- Records supplied
-- BEGIN --

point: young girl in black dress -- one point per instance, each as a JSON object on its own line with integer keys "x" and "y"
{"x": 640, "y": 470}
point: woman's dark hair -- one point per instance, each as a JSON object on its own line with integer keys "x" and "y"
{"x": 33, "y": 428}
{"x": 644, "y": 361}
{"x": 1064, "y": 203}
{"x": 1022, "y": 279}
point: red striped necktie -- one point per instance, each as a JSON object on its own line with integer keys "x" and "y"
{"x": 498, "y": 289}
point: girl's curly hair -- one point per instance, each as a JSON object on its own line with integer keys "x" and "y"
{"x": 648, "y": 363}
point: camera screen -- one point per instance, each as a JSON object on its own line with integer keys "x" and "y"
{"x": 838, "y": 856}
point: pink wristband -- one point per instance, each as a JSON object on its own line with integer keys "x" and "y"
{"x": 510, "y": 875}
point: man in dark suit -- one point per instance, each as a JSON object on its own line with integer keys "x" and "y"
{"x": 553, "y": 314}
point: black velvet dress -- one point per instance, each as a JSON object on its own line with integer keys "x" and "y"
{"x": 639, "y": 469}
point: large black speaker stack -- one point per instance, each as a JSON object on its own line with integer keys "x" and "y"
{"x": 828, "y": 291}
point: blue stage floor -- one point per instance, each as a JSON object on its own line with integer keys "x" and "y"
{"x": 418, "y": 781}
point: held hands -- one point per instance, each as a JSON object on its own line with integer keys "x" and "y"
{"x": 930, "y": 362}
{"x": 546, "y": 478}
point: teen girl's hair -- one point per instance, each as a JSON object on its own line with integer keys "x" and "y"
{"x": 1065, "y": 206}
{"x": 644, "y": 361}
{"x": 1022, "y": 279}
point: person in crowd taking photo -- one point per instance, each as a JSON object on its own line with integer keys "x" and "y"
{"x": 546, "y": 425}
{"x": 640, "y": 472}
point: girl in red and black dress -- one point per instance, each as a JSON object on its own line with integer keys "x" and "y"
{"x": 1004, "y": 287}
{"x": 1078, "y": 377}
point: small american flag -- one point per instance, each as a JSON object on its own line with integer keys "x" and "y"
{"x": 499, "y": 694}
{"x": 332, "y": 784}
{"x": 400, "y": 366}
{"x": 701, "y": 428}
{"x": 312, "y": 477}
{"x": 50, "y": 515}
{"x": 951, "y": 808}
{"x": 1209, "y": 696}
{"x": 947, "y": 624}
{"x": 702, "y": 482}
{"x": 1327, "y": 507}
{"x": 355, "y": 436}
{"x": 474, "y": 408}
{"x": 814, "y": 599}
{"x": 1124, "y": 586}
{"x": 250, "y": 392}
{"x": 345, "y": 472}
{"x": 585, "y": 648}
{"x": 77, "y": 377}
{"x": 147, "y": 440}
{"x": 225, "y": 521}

-- END --

All entries must be repeated verbatim.

- Result for this exercise
point: young girl in black dress -- one point per instance, each as a JSON object on its own line with integer keys "x" and "y"
{"x": 640, "y": 470}
point: woman's dark hair -- one point per instance, each as a JSON object on its own line with integer keys "x" and "y"
{"x": 33, "y": 428}
{"x": 644, "y": 361}
{"x": 1064, "y": 203}
{"x": 1022, "y": 279}
point: red striped necktie -- one point per instance, each as a JSON object on its own line with integer keys "x" and "y"
{"x": 498, "y": 289}
point: girl's curly hair -- one point per instance, each as a JSON object on its own line with integer keys "x" and "y"
{"x": 648, "y": 363}
point: camera screen -- one point per instance, each as a JSON object on its own line with integer keys "x" and "y"
{"x": 838, "y": 856}
point: pink wristband -- one point per instance, each as a JSON object on its own line with integer keys "x" and "y"
{"x": 510, "y": 875}
point: man in dark suit -- one point per instance, each as a JSON object on its own line with integer keys "x" and "y"
{"x": 553, "y": 314}
point: black velvet dress -- one point per instance, each as a JSON object on its own line with integer keys "x" and "y"
{"x": 639, "y": 469}
point: large black speaker stack -- one point per instance, each as a JSON object on its own line with integer keys "x" and "y"
{"x": 828, "y": 291}
point: blue stage floor -- one point per instance, each as a JSON object on its own line with integer keys "x" and "y"
{"x": 418, "y": 781}
point: held hands -- one point per instance, each as a JSON object on its own line with integer keys "x" and "y"
{"x": 930, "y": 362}
{"x": 546, "y": 478}
point: teen girl's hair -- one point per instance, each as a JSON object on its own line with integer keys "x" and "y"
{"x": 1065, "y": 206}
{"x": 644, "y": 361}
{"x": 1022, "y": 279}
point: person in crowd taking photo -- one point per instance, each as a JSON object on its own line with integer keys "x" and "y"
{"x": 546, "y": 425}
{"x": 640, "y": 472}
point: girl in red and black dress -- one point per instance, each as a JSON object on its own line with integer keys "x" and "y"
{"x": 1004, "y": 287}
{"x": 1078, "y": 377}
point: small american flag -- one point per instance, each as a JSON object on its own line with integer keys "x" and "y"
{"x": 499, "y": 694}
{"x": 332, "y": 784}
{"x": 400, "y": 366}
{"x": 701, "y": 428}
{"x": 312, "y": 477}
{"x": 50, "y": 515}
{"x": 951, "y": 808}
{"x": 1209, "y": 696}
{"x": 947, "y": 624}
{"x": 702, "y": 482}
{"x": 1327, "y": 507}
{"x": 355, "y": 436}
{"x": 474, "y": 408}
{"x": 814, "y": 599}
{"x": 1124, "y": 586}
{"x": 250, "y": 392}
{"x": 345, "y": 472}
{"x": 585, "y": 648}
{"x": 77, "y": 377}
{"x": 147, "y": 440}
{"x": 225, "y": 521}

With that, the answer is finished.